_Исходный текст_.
В "Трудно быть Богом" дерьмо совершенно естественно и не вызывает отторжения, шока, а к середине фильма уже вообще ничего не вызывает, в отличие от неестественно-нарочито смакуемого дерьма или мата, вляпанного режиссёром в глянцевые лакированнные кадры или сценаристом-литератором в сложноподчинённые казённые диалоги с фразеологическими кренделями.
Как-то давно мы с супругой обсуждали то-ли кино, то ли книгу, и я рассказал, как в весьма раннем детстве искренне недоумевал, почему в художественных произведениях никогда не показывают, как люди ходят в сортир, молча жрут щи из железной тарелки или чешут задницу на диване, глядя в потолок. Меня действительно этот вопрос занимал
![;]] ;]] ;]]](/styles/default/xenforo/smiles.rudtp/4100_7.gif)

(Данные для привязки объектов по описаниям на естественном языке)
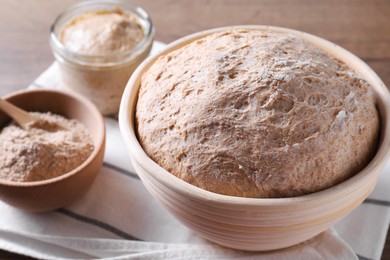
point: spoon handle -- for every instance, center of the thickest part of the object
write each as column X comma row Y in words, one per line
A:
column 21, row 117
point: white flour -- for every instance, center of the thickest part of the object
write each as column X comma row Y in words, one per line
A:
column 43, row 151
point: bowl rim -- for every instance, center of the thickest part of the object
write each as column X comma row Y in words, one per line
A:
column 100, row 133
column 138, row 155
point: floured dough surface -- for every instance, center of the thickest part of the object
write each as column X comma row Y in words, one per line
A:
column 256, row 114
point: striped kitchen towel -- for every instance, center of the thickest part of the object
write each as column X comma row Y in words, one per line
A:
column 118, row 219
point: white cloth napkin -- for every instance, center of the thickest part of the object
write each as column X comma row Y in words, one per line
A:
column 119, row 219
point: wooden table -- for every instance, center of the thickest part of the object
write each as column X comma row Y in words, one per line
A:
column 361, row 26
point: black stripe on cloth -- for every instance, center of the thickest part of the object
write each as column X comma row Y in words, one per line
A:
column 97, row 223
column 114, row 117
column 121, row 170
column 363, row 257
column 377, row 202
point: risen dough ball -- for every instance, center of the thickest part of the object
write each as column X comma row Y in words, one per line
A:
column 256, row 114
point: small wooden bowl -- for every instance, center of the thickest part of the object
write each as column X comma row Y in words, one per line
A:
column 59, row 191
column 256, row 224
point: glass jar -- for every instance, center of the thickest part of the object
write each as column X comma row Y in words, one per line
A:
column 100, row 78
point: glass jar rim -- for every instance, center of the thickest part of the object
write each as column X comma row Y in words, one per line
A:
column 142, row 16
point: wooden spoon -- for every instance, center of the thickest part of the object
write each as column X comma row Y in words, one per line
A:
column 27, row 120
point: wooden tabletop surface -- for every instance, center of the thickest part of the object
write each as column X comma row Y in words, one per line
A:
column 361, row 26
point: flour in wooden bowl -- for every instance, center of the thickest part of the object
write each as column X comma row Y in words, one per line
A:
column 43, row 151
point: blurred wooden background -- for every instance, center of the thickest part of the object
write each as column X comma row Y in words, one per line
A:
column 361, row 26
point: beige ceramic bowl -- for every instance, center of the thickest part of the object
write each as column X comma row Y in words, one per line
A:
column 59, row 191
column 255, row 223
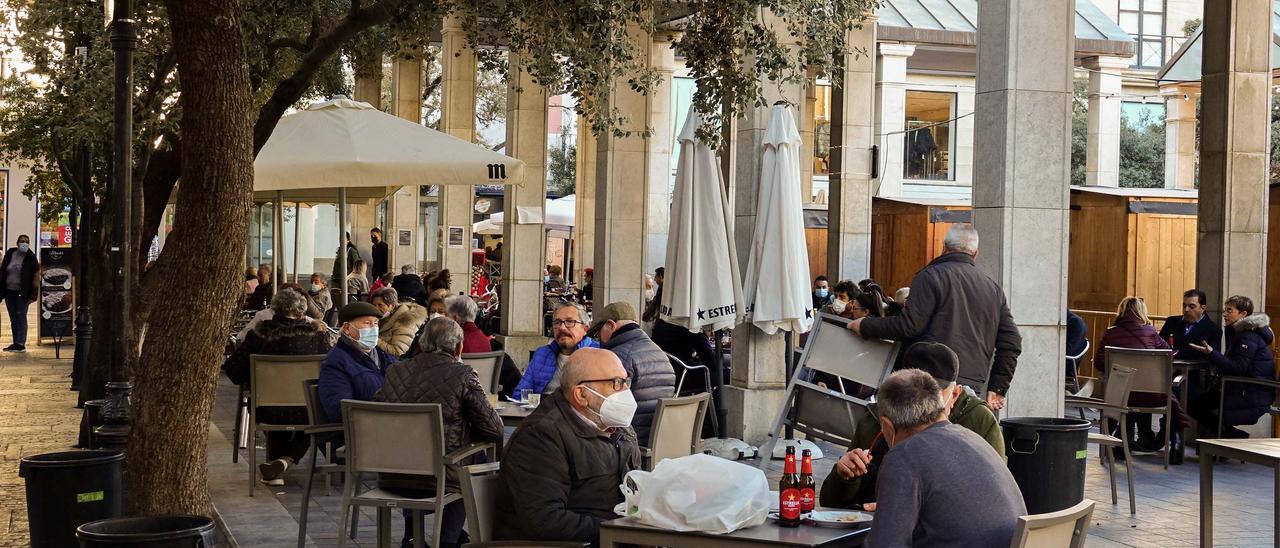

_Задание_. Что, согласно тексту о фильме «Трудно быть Богом», автор в весьма раннем детстве искренне не понимал в художественных произведениях?

_Ответ_. Почему в них никогда не показывают, как люди ходят в сортир, молча жрут щи из железной тарелки или чешут задницу на диване, глядя в потолок.